::: SUPPLIED RECORDS :::
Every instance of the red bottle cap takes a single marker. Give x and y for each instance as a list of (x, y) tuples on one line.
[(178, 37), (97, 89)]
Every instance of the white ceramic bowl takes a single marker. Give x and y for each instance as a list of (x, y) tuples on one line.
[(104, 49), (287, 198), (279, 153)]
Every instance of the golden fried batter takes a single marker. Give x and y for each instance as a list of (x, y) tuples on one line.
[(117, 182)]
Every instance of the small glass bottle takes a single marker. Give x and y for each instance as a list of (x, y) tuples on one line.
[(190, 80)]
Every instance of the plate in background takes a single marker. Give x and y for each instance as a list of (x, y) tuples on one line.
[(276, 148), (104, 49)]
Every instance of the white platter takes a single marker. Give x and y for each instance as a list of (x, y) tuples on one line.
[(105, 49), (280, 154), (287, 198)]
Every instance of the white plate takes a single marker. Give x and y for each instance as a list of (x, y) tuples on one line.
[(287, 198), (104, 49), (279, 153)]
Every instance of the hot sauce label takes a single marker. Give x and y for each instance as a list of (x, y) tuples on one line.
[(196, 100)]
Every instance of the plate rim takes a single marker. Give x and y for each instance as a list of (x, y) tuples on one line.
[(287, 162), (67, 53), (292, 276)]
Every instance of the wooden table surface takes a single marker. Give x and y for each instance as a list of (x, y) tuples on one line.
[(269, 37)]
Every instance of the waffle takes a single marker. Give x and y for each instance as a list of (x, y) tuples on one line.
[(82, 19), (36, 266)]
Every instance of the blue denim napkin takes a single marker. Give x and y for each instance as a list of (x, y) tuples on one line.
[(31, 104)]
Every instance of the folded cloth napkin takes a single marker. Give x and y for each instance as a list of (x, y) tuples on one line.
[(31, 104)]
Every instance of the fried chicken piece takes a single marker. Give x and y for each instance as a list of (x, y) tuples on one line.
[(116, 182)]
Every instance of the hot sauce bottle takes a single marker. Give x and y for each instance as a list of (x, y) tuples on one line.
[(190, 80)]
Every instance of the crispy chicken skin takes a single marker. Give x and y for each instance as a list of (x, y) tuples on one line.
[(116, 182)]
:::
Restate each entry above word for word.

Every instance of the red bottle cap takes a single marker. Give x and y for each instance as a list of (x, y) tuples on one line.
[(178, 37), (97, 89)]
Every instance of the white ceramic bowl takes a single marker. Give x and y for each instance as a list of (x, y) tuples on one line.
[(104, 49), (287, 198), (279, 153)]
Every instance of the golden fried batter takes a single marker. Give x and y for each instance as a list of (x, y) tuples on one line.
[(117, 182)]
Every instance of the small glass bottle takes a single marker. Give x and y for each instance as a list of (x, y) tuples on one line.
[(190, 80)]
Every instance of the plate in background takes a single marker. Give x and y for each instance as a list of (x, y) tuples on one line.
[(276, 148), (104, 49)]
Every instance of the white platter takes a single marker. Give x and y for each instance as a list of (x, y) tuples on one line.
[(105, 49), (280, 154), (287, 198)]
Every instance of the white plate takes a single marker. Give x and y for each instance as a list of (x, y) tuples on one line.
[(287, 198), (104, 49), (279, 153)]
Every instance of the hot sauce label takes a single marker. Give x and y for each instance as a list of (x, y) tuples on one line.
[(196, 100)]
Every instance of the plate rim takes a single marker. Give x and y for each instance as a list of (x, y) tuples on one line.
[(287, 162), (67, 53), (292, 276)]
Every instance of the wooden table surface takes a single marker. Give x and y for each instance as a list of (x, y) tuples on one line.
[(269, 37)]
Every instance of the waffle takes a single marker. Give x and y for each instance as a list of (x, y) tuples on one line.
[(82, 19), (36, 266)]
Every instance of the blue denim napkin takes a single marker. Give x and y for each instance as a list of (x, y) tuples on one line.
[(31, 104)]
Every instance of the folded cloth napkin takes a single marker. Give x and y for each instance as a list of (x, y) tuples on one line.
[(31, 104)]
Every instance of the fried chicken piece takes a single marker. Give x and y for each instance as a list of (x, y) tuples on one line.
[(116, 182)]
Every instance of the hot sauce bottle takes a single marker. Give x and y for each instance as a list of (x, y) tuples on one line.
[(190, 80)]
Every instance of the crispy chicken skin takes a single marker. Give x and y for each instance as a list of (x, y) tuples on one line.
[(116, 182)]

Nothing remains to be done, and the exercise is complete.